> _Consegna_
Sostituisci "Indicate" con "Mark" in tutti i record seguenti e riportali lasciando invariato il resto.

##### Dati in ingresso #####

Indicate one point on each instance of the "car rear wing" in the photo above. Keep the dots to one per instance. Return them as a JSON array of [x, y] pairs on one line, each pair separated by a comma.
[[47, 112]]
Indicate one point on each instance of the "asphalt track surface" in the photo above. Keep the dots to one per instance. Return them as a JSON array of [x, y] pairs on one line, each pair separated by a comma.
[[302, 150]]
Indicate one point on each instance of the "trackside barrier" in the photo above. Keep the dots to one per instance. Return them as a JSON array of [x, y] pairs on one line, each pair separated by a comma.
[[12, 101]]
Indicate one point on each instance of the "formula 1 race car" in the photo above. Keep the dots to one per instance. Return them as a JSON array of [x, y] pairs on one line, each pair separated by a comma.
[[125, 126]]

#####

> _Risposta_
Mark one point on each instance of the "car rear wing" in the photo above. Keep the dots to one per instance. Return them as a JSON array of [x, y] pairs on one line, each pair separated by a comma.
[[47, 112]]
Mark one point on each instance of the "asphalt track surface" in the photo above. Keep the dots to one per instance. Return them as a JSON array of [x, y] pairs on one line, each pair separated by a comma.
[[302, 150]]
Mark one point on each instance of the "trackside barrier" in the photo above. Keep the dots to one per instance. Return them as a JSON array of [x, y] pairs on one line, each pair separated by a comma.
[[12, 101]]
Mark one point on each instance of the "formula 1 race car" in the photo above. Keep the dots to one per instance. Return them as a JSON array of [x, y] pairs on one line, each pair separated by a comma.
[[125, 126]]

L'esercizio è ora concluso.